▶ [Selected text]

-- START --

To further evaluate the impact of IAU, we specifically examined high ozone episodes in comparison to normal conditions. The average MDA8 is presented separately for exceedance and non-exceedance cases, shown in the middle and right set of column bars in Figure 4a. The model values for non-exceedance cases are 47.7 ppb for the IAU run and 47.9 ppb for the non-IAU run, both overestimating the observed MDA8 (43.8 ppb). As expected, for exceedance cases, the average observed MDA8 is higher compared to the non-exceedance average, with a substantial margin of 21 ppb. Unlike the non-exceedance cases, the model tends to underestimate the average MDA8 ozone concentration for both the IAU run (62 ppb) and the non-IAU run (61.7 ppb). For both exceedance and non-exceedance cases, the IAU run demonstrated a slight improvement over the non-IAU run.

The scatter plots in Figure 4b,c illustrate the comparison between observed surface MDA8 ozone concentrations and model predictions for IAU (blue points) and non-IAU (gray points) runs, respectively. The statistical metrics such as mean bias (MB), normalized mean bias (NMB) and root mean square error (RMSE) are also presented in this figure. While MB, NMB and RMSE provide valuable information about the accuracy and bias, the regression equation and correlation coefficient quantify the relationship between predicted and observed values. To provide a visual reference, a vertical dashed red line is included in these figures, representing the 60 ppb CAAQS threshold for observed MDA8 ozone. This line serves to distinguish non-exceedance cases (shown in lighter points) on the left side of the line from exceedance cases (shown in darker points) on the right side. Consistent with the pattern observed in Figure 4a, the regression line, MB, and NMB reveal an overestimated trend when the observed MDA8 ozone concentration is below the 60 ppb threshold, while underestimation occurs during ozone exceedance events.

-- END --

▶ [Records provided]
-- START --

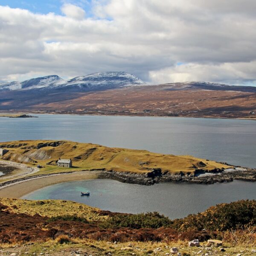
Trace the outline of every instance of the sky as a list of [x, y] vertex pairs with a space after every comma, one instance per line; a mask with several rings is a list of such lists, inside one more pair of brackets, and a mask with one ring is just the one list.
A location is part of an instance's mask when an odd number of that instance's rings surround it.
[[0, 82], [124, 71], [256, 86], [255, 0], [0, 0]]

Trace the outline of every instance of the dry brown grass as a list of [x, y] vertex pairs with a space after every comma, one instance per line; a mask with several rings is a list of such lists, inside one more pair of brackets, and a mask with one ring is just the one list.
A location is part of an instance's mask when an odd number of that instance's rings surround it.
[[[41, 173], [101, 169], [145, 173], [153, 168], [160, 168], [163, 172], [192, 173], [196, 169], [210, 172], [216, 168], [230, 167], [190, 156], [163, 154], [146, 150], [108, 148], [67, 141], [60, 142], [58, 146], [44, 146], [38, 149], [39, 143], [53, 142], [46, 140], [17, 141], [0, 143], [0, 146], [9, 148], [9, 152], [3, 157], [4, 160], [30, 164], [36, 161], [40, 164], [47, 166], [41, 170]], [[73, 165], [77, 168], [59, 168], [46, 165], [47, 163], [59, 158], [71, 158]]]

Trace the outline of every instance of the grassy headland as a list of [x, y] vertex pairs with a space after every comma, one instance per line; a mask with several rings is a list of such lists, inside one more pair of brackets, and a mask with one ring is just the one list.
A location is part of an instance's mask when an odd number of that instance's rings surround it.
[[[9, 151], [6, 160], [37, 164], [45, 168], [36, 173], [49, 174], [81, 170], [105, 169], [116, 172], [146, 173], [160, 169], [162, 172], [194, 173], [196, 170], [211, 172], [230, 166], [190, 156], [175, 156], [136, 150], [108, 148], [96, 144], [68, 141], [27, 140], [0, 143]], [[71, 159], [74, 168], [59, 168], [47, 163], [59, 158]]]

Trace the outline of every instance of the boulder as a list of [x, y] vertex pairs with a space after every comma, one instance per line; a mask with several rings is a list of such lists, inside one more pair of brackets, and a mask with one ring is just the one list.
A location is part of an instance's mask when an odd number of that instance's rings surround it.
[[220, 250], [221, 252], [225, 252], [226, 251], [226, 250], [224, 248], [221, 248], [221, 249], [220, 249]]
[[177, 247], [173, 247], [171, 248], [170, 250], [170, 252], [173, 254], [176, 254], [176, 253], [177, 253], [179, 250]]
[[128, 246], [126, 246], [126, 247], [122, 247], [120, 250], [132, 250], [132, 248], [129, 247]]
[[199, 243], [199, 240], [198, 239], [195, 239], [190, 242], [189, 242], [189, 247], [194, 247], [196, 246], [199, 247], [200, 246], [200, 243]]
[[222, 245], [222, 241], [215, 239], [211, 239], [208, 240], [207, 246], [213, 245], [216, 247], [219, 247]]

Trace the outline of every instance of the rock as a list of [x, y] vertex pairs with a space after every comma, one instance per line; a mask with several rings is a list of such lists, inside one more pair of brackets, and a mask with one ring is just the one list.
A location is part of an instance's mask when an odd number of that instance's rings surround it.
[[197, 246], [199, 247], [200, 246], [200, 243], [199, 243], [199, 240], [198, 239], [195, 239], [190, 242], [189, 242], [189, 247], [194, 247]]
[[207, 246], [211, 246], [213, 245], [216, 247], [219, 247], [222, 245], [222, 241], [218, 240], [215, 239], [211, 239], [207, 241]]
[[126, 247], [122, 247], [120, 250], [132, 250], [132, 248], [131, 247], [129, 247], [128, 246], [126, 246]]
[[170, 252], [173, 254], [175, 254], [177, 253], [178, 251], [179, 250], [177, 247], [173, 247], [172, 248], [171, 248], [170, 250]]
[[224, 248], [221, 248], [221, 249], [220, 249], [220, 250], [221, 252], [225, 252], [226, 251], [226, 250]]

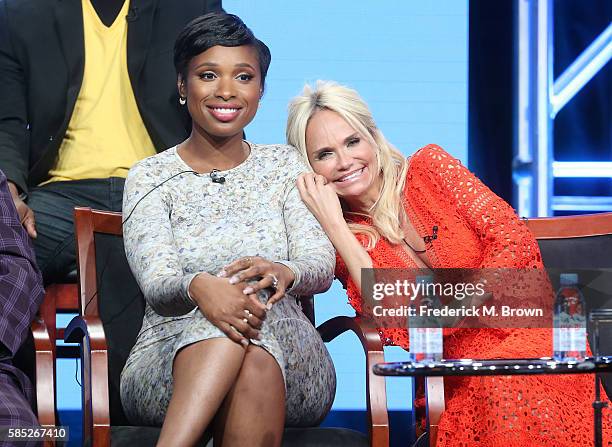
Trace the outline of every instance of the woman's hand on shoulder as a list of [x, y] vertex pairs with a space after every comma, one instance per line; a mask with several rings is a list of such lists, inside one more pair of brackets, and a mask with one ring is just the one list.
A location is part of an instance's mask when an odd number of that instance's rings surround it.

-- END --

▶ [Jobs]
**A.** Output the part of the ozone model evaluation text between "To further evaluate" and "the non-IAU run.", inclusive.
**B.** Answer these questions from the ozone model evaluation text:
(i) What is the observed average MDA8 for non-exceedance cases?
(ii) What average MDA8 ozone concentration does the IAU run give for exceedance cases?
(iii) What color marks the non-IAU run in the scatter plots?
**C.** Continue the ozone model evaluation text from its last sentence.

▶ [Answers for the exercise]
**A.**
To further evaluate the impact of IAU, we specifically examined high ozone episodes in comparison to normal conditions. The average MDA8 is presented separately for exceedance and non-exceedance cases, shown in the middle and right set of column bars in Figure 4a. The model values for non-exceedance cases are 47.7 ppb for the IAU run and 47.9 ppb for the non-IAU run, both overestimating the observed MDA8 (43.8 ppb). As expected, for exceedance cases, the average observed MDA8 is higher compared to the non-exceedance average, with a substantial margin of 21 ppb. Unlike the non-exceedance cases, the model tends to underestimate the average MDA8 ozone concentration for both the IAU run (62 ppb) and the non-IAU run (61.7 ppb). For both exceedance and non-exceedance cases, the IAU run demonstrated a slight improvement over the non-IAU run.

**B.**
(i) 43.8 ppb
(ii) 62 ppb
(iii) Gray

**C.**
For both cases, the IAU run consistently demonstrated a better overall performance compared to the non-IAU run, as evidenced by the statistical metrics and the regression equations. On exceedance days, the IAU run showed improved statistics for the ozone regression line (y = 0.7x + 14.9, R² = 0.2) compared to the non-IAU run (y = 0.6x + 23.1, R² = 0.1). Additionally, the IAU run exhibited better MB and NMB values (−2.8 ppb and −4.4%, respectively) compared to the non-IAU run (−3.0 ppb and −4.7%, respectively). For non-exceedance days, the IAU run also displayed an enhanced slope of the regression line (0.8) compared to the non-IAU run (0.7). The MB and NMB values further improved from 4.1 ppb and 9.3% in the non-IAU run to 3.9 ppb and 8.9% in the IAU run. These consistent improvements in statistical performance highlight the importance of utilizing the IAU technique to enhance surface ozone predictions.

To explore potential factors contributing to the improved model performance associated with the IAU initialization, we examined the model performance in key meteorological parameters.

Table 1. Statistical indices for daylight (7:00 A.M.–8:00 P.M.) 2 m temperature and 10 m wind speed and direction predicted by the model versus observations.

		Mean	Standard Deviation (SD)	Mean Bias	NMB (%)	RMSE
Temperature (°C)	Obs	21.96	4.46
	IAU	21.99	4.45	0.03	0.16	2.10
	Non-IAU	22.01	4.43	0.06	0.27	2.10
Wind speed (m/s)	Obs	3.16	1.89
	IAU	3.09	1.69	−0.11	−3.46	2.06
	Non-IAU	3.07	1.68	−0.12	−3.91	2.05
Wind direction (degree)	Obs	207.50	96.32
	IAU	204.96	95.26	−1.50	−0.72	130.19
	Non-IAU	204.62	95.35	−1.82	−0.88	130.31

presents the statistical indices including the mean values, standard deviation, MB, NMB and RMSE for daylight temperature at 2 m above the surface, as well as wind speed and direction at 10 m above the surface, to facilitate comparisons of results between IAU and non-IAU cases.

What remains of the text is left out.